WHAT THE TASK REQUIRES: Repeat the records below word for word.

++++

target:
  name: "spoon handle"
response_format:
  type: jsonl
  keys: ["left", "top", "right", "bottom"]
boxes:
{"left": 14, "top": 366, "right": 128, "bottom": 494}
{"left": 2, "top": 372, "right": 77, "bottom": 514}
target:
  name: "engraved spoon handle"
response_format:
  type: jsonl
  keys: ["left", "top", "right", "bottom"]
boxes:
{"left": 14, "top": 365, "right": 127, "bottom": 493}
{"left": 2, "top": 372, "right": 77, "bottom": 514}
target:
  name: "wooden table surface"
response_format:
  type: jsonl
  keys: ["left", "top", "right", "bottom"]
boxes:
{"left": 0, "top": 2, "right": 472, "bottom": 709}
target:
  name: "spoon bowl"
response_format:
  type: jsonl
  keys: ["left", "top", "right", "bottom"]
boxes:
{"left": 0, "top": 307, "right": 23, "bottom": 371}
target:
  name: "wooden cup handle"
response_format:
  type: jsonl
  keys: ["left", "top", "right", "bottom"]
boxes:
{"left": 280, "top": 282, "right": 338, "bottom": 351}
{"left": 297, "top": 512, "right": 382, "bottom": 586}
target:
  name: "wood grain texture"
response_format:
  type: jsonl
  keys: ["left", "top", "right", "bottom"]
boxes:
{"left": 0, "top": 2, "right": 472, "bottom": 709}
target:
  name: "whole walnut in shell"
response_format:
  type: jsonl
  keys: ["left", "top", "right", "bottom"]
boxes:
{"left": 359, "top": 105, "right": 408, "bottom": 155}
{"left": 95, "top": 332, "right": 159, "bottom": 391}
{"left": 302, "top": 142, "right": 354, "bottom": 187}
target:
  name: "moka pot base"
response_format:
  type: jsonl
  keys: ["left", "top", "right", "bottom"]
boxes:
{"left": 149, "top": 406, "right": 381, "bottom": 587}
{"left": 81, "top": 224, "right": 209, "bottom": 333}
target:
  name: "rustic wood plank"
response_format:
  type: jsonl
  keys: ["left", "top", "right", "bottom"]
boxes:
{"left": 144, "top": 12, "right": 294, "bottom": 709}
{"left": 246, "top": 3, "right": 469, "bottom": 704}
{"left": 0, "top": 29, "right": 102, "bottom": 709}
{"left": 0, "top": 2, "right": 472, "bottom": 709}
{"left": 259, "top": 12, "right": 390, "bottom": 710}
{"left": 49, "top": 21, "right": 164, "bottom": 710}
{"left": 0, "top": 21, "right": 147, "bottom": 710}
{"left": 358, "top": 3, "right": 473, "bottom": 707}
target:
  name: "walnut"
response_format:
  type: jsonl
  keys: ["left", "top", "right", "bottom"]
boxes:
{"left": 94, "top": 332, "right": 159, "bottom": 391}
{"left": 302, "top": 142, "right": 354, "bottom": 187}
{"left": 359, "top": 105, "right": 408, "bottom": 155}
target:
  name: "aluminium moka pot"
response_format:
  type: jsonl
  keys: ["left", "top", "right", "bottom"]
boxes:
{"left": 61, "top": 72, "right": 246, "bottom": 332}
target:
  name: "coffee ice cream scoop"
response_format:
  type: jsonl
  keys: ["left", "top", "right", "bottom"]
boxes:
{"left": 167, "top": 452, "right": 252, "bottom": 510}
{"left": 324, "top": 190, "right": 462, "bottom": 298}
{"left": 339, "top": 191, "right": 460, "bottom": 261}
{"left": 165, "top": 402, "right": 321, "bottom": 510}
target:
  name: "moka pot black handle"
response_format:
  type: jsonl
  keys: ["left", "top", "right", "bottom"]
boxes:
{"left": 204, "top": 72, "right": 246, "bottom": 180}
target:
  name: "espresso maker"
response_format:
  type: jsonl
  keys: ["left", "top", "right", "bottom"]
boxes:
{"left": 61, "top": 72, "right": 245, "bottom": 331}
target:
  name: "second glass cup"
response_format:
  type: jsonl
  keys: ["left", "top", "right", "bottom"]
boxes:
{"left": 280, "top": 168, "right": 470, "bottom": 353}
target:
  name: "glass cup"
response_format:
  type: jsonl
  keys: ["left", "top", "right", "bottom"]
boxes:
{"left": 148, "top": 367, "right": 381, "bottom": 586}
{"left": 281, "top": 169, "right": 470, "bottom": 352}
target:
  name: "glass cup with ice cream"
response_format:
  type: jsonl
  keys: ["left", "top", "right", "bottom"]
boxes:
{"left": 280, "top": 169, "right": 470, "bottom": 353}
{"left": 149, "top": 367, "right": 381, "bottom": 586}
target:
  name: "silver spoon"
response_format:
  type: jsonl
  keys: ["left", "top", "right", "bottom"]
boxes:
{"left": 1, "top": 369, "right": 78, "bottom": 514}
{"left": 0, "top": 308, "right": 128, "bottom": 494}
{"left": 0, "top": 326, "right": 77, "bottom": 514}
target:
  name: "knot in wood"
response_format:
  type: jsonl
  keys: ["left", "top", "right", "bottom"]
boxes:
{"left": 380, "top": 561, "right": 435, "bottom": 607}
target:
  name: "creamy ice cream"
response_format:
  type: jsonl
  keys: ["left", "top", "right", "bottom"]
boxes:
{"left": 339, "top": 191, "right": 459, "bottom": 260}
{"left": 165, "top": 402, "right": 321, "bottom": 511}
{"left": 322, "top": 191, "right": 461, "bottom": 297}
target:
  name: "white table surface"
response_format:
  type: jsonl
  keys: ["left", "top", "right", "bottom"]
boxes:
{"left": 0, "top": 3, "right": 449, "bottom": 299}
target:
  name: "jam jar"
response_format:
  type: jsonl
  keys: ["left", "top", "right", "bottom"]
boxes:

++++

TASK RESPONSE:
target:
  name: "spoon handle"
response_format:
  type: jsonl
  keys: ["left", "top", "right", "bottom"]
boxes:
{"left": 14, "top": 366, "right": 128, "bottom": 494}
{"left": 2, "top": 372, "right": 77, "bottom": 514}
target:
  name: "engraved spoon handle"
response_format:
  type: jsonl
  keys: ["left", "top", "right", "bottom"]
boxes:
{"left": 14, "top": 365, "right": 127, "bottom": 493}
{"left": 2, "top": 372, "right": 77, "bottom": 514}
target:
  name: "wooden table surface"
response_format:
  type: jsonl
  keys: ["left", "top", "right", "bottom"]
boxes:
{"left": 0, "top": 2, "right": 472, "bottom": 709}
target:
  name: "spoon bowl"
response_format:
  type: jsonl
  keys: ["left", "top", "right", "bottom"]
boxes:
{"left": 0, "top": 307, "right": 23, "bottom": 371}
target:
  name: "wooden cup handle"
response_format:
  type: jsonl
  keys: ["left", "top", "right", "bottom"]
boxes:
{"left": 280, "top": 282, "right": 338, "bottom": 351}
{"left": 297, "top": 512, "right": 382, "bottom": 586}
target:
  name: "wood grain texture"
response_format:
  type: jsonl
  keys: ["left", "top", "right", "bottom"]
boxes:
{"left": 0, "top": 2, "right": 472, "bottom": 709}
target:
  name: "whole walnut in shell"
response_format:
  type: jsonl
  keys: ["left", "top", "right", "bottom"]
boxes:
{"left": 359, "top": 105, "right": 408, "bottom": 155}
{"left": 95, "top": 332, "right": 159, "bottom": 391}
{"left": 302, "top": 142, "right": 354, "bottom": 187}
target:
  name: "moka pot base"
response_format:
  type: jsonl
  keys: ["left", "top", "right", "bottom"]
boxes:
{"left": 149, "top": 406, "right": 381, "bottom": 587}
{"left": 81, "top": 224, "right": 209, "bottom": 333}
target:
  name: "rustic wood plank"
response_format:
  type: jsonl
  keys: ["left", "top", "right", "bottom"]
boxes:
{"left": 144, "top": 12, "right": 294, "bottom": 709}
{"left": 246, "top": 3, "right": 469, "bottom": 704}
{"left": 0, "top": 29, "right": 102, "bottom": 709}
{"left": 0, "top": 2, "right": 472, "bottom": 709}
{"left": 259, "top": 12, "right": 390, "bottom": 710}
{"left": 49, "top": 21, "right": 164, "bottom": 710}
{"left": 0, "top": 21, "right": 147, "bottom": 710}
{"left": 358, "top": 3, "right": 473, "bottom": 707}
target:
  name: "walnut"
response_format:
  type: jsonl
  keys: ["left", "top", "right", "bottom"]
boxes:
{"left": 94, "top": 332, "right": 159, "bottom": 391}
{"left": 302, "top": 142, "right": 354, "bottom": 187}
{"left": 359, "top": 105, "right": 408, "bottom": 155}
target:
  name: "aluminium moka pot"
response_format:
  type: jsonl
  keys: ["left", "top", "right", "bottom"]
boxes:
{"left": 61, "top": 72, "right": 246, "bottom": 332}
target:
  name: "coffee ice cream scoop"
response_format:
  type: jsonl
  keys: ["left", "top", "right", "bottom"]
boxes:
{"left": 167, "top": 452, "right": 252, "bottom": 510}
{"left": 324, "top": 190, "right": 462, "bottom": 298}
{"left": 339, "top": 191, "right": 460, "bottom": 261}
{"left": 165, "top": 402, "right": 321, "bottom": 510}
target:
  name: "moka pot black handle"
response_format:
  type: jsonl
  keys: ["left", "top", "right", "bottom"]
boxes:
{"left": 204, "top": 72, "right": 246, "bottom": 180}
target:
  name: "espresso maker"
response_format:
  type: jsonl
  keys: ["left", "top", "right", "bottom"]
boxes:
{"left": 61, "top": 72, "right": 245, "bottom": 331}
target:
  name: "second glass cup"
response_format:
  type: jsonl
  keys: ["left", "top", "right", "bottom"]
boxes:
{"left": 280, "top": 168, "right": 470, "bottom": 353}
target:
  name: "glass cup"
response_format:
  type: jsonl
  keys: ["left", "top", "right", "bottom"]
boxes:
{"left": 148, "top": 367, "right": 381, "bottom": 586}
{"left": 281, "top": 169, "right": 470, "bottom": 352}
target:
  name: "glass cup with ice cream"
response_format:
  type: jsonl
  keys: ["left", "top", "right", "bottom"]
boxes:
{"left": 280, "top": 169, "right": 470, "bottom": 353}
{"left": 149, "top": 367, "right": 381, "bottom": 586}
target:
  name: "silver spoon"
response_format:
  type: jsonl
  keys: ["left", "top", "right", "bottom"]
boxes:
{"left": 1, "top": 369, "right": 78, "bottom": 514}
{"left": 0, "top": 308, "right": 128, "bottom": 494}
{"left": 0, "top": 326, "right": 77, "bottom": 514}
target:
  name: "knot in wood"
response_format:
  type: jsonl
  keys: ["left", "top", "right", "bottom"]
boxes:
{"left": 380, "top": 561, "right": 435, "bottom": 607}
target:
  name: "creamy ice cream"
response_format:
  type: jsonl
  keys: ["left", "top", "right", "bottom"]
boxes:
{"left": 339, "top": 191, "right": 459, "bottom": 260}
{"left": 165, "top": 402, "right": 321, "bottom": 511}
{"left": 322, "top": 191, "right": 461, "bottom": 297}
target:
  name: "white table surface"
response_format:
  type: jsonl
  keys: ["left", "top", "right", "bottom"]
boxes:
{"left": 0, "top": 3, "right": 449, "bottom": 299}
target:
  name: "jam jar"
response_format:
  type: jsonl
  keys: ["left", "top", "right", "bottom"]
boxes:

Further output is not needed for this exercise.